- _Exercise task_:
Rewrite each line of the listing below as a JSON list of strings, one string per line, skipping blank lines and leaving the picture out.

- _Materials provided_:
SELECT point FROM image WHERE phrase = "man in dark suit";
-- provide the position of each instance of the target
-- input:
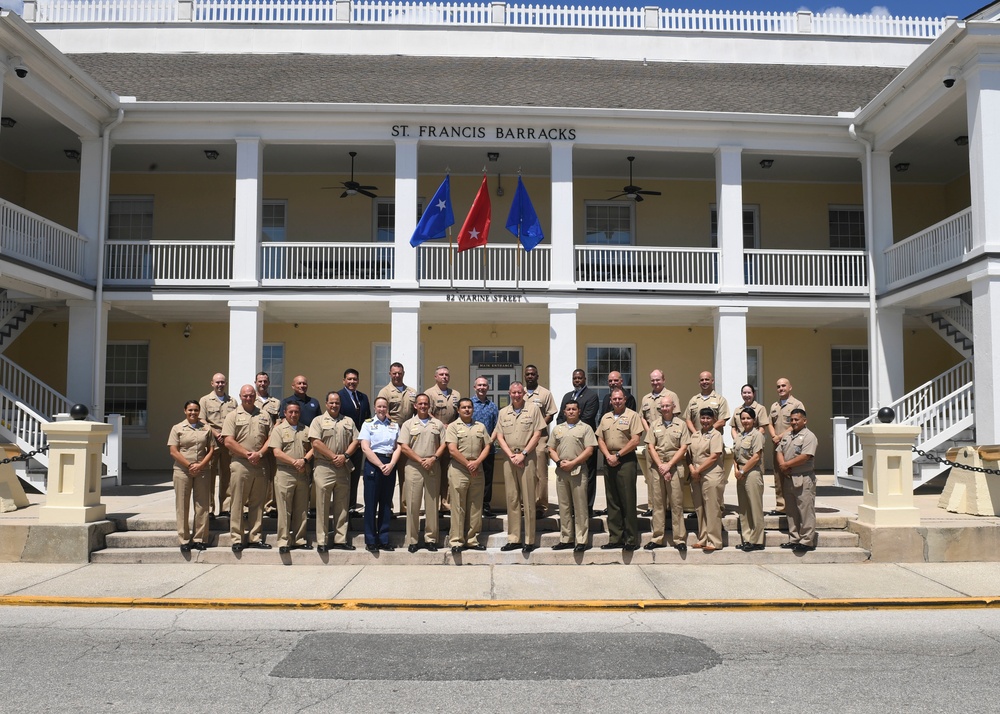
(589, 405)
(354, 404)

- _Solution to the problem_:
[
  "SELECT point FROM image WHERE phrase = \"man in dark suit\";",
  "-- provide the position of each instance of the target",
  "-- input:",
  "(589, 405)",
  "(354, 404)"
]